Task instructions
Output the records below in full, word for word; pictures do not belong in it.
[Material to process — start]
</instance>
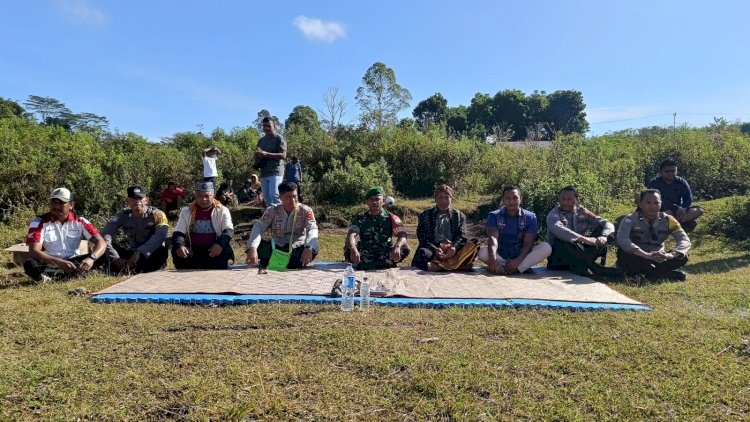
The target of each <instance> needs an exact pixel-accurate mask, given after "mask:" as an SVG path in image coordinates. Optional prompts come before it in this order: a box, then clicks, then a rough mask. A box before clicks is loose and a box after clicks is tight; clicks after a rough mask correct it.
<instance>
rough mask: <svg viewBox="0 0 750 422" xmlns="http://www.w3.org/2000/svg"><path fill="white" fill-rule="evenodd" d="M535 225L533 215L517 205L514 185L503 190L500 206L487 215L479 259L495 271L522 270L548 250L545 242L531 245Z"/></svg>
mask: <svg viewBox="0 0 750 422" xmlns="http://www.w3.org/2000/svg"><path fill="white" fill-rule="evenodd" d="M538 228H539V225H538V223H537V220H536V214H534V213H533V212H531V211H527V210H525V209H523V208H521V191H520V190H519V189H518V188H517V187H515V186H509V187H507V188H505V189H504V190H503V206H502V207H501V208H500V209H498V210H495V211H492V212H491V213H490V215H489V216H488V217H487V234H488V235H489V238H488V239H487V246H485V247H483V248H481V249H480V250H479V260H480V261H482V262H484V263H485V264H487V267H488V269H489V270H490V272H492V273H495V274H506V275H507V274H517V273H523V272H526V270H528V269H529V268H531V267H533V266H534V265H535V264H538V263H540V262H542V261H544V258H547V257H548V256H549V255H550V254H551V253H552V247H551V246H550V245H549V243H547V242H542V243H540V244H538V245H536V246H534V242H535V241H536V239H537V236H538Z"/></svg>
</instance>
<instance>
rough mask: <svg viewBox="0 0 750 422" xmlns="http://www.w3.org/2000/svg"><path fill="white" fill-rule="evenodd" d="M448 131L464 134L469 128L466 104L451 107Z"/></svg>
mask: <svg viewBox="0 0 750 422" xmlns="http://www.w3.org/2000/svg"><path fill="white" fill-rule="evenodd" d="M447 123H448V133H449V134H456V135H459V136H460V135H462V134H464V133H466V130H467V129H468V126H469V125H468V119H467V118H466V106H458V107H451V108H449V109H448V121H447Z"/></svg>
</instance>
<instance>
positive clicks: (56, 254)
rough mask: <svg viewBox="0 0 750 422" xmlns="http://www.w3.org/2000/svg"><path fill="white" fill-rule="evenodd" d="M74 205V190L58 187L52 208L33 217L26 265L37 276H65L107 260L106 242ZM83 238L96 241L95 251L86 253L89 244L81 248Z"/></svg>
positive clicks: (57, 277) (97, 266) (29, 225)
mask: <svg viewBox="0 0 750 422" xmlns="http://www.w3.org/2000/svg"><path fill="white" fill-rule="evenodd" d="M73 205H74V203H73V198H72V194H71V193H70V191H69V190H68V189H66V188H57V189H55V190H53V191H52V193H51V194H50V197H49V212H48V213H46V214H42V215H40V216H37V217H34V219H33V220H31V224H29V232H28V234H27V235H26V244H27V245H29V259H28V260H27V261H26V262H24V264H23V269H24V272H25V273H26V275H28V276H29V277H31V278H32V279H33V280H35V281H43V280H45V279H64V278H67V277H71V276H75V275H78V274H84V273H86V272H87V271H89V270H91V269H97V268H101V267H102V266H104V265H105V264H106V260H105V258H104V256H103V254H104V249H105V248H106V246H107V244H106V242H105V241H104V239H103V238H102V236H101V235H100V234H99V231H98V230H96V227H94V225H93V224H91V222H89V221H88V220H87V219H85V218H83V217H79V216H77V215H76V214H75V213H74V212H73ZM81 238H84V239H86V240H91V241H93V242H94V251H93V252H91V253H82V252H88V247H85V248H84V249H83V251H82V250H81V249H82V248H81Z"/></svg>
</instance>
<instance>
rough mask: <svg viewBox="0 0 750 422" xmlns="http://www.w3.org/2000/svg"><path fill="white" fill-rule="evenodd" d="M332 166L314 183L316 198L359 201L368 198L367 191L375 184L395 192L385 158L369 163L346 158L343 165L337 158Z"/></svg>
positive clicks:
[Material to process — finish]
Answer for this exercise
</instance>
The target of each <instance> needs an exact pixel-accurate mask, given after "mask:" as an SVG path in image coordinates. Optional prompts come before it in this order: a box, then clicks, then a rough mask. A box before clicks is loose and a box after clicks is tight; clicks after a rough mask correct it.
<instance>
rough mask: <svg viewBox="0 0 750 422" xmlns="http://www.w3.org/2000/svg"><path fill="white" fill-rule="evenodd" d="M535 225L533 215L517 205L514 185L503 190L500 206L487 215L479 259L495 271L522 270L548 250L545 242L531 245Z"/></svg>
mask: <svg viewBox="0 0 750 422" xmlns="http://www.w3.org/2000/svg"><path fill="white" fill-rule="evenodd" d="M538 228H539V225H538V223H537V220H536V214H534V213H533V212H531V211H527V210H525V209H523V208H521V191H520V190H519V189H518V188H517V187H515V186H509V187H507V188H505V189H504V190H503V206H502V207H501V208H500V209H498V210H495V211H492V212H491V213H490V215H489V216H488V217H487V234H488V235H489V238H488V239H487V246H485V247H483V248H481V249H480V250H479V260H480V261H482V262H484V263H485V264H487V267H488V269H489V270H490V272H492V273H495V274H506V275H507V274H517V273H523V272H526V270H528V269H529V268H531V267H533V266H534V265H535V264H538V263H540V262H542V261H544V258H547V257H548V256H549V255H550V254H551V253H552V247H551V246H550V245H549V243H547V242H542V243H540V244H538V245H536V246H534V242H535V241H536V239H537V236H538Z"/></svg>
</instance>
<instance>
rough mask: <svg viewBox="0 0 750 422" xmlns="http://www.w3.org/2000/svg"><path fill="white" fill-rule="evenodd" d="M448 131L464 134L469 128L466 104L451 107Z"/></svg>
mask: <svg viewBox="0 0 750 422" xmlns="http://www.w3.org/2000/svg"><path fill="white" fill-rule="evenodd" d="M447 123H448V133H449V134H456V135H459V136H460V135H462V134H464V133H466V130H467V129H468V126H469V125H468V119H467V118H466V106H458V107H451V108H449V109H448V121H447Z"/></svg>
</instance>
<instance>
positive clicks: (56, 254)
rough mask: <svg viewBox="0 0 750 422" xmlns="http://www.w3.org/2000/svg"><path fill="white" fill-rule="evenodd" d="M74 205V190L58 187L52 208L33 217L26 265L37 276H65L107 260L106 242ZM83 238L96 241L95 251L86 253L89 244L81 248Z"/></svg>
positive clicks: (57, 277) (97, 266) (29, 225)
mask: <svg viewBox="0 0 750 422" xmlns="http://www.w3.org/2000/svg"><path fill="white" fill-rule="evenodd" d="M73 205H74V203H73V198H72V194H71V193H70V191H69V190H68V189H66V188H57V189H55V190H53V191H52V193H51V194H50V197H49V212H48V213H46V214H42V215H40V216H37V217H34V219H33V220H31V224H29V232H28V234H27V235H26V244H27V245H29V259H28V260H27V261H26V262H24V264H23V269H24V272H25V273H26V275H28V276H29V277H31V278H32V279H33V280H35V281H43V280H45V279H64V278H67V277H71V276H75V275H78V274H84V273H86V272H87V271H89V270H91V269H97V268H101V267H102V266H104V265H105V264H106V260H105V258H104V256H103V254H104V249H105V248H106V246H107V244H106V242H105V241H104V239H103V238H102V236H101V235H100V234H99V231H98V230H96V227H94V225H93V224H91V222H89V221H88V220H87V219H85V218H83V217H79V216H77V215H76V214H75V213H74V212H73ZM81 238H84V239H86V240H91V241H93V242H94V251H93V252H91V253H82V252H88V247H85V248H84V249H83V251H82V250H81V249H82V248H81Z"/></svg>
</instance>
<instance>
rough mask: <svg viewBox="0 0 750 422" xmlns="http://www.w3.org/2000/svg"><path fill="white" fill-rule="evenodd" d="M332 166L314 183L316 198L359 201L368 198L367 191L375 184L395 192L385 158L369 163L346 158L343 165L337 158Z"/></svg>
positive clicks:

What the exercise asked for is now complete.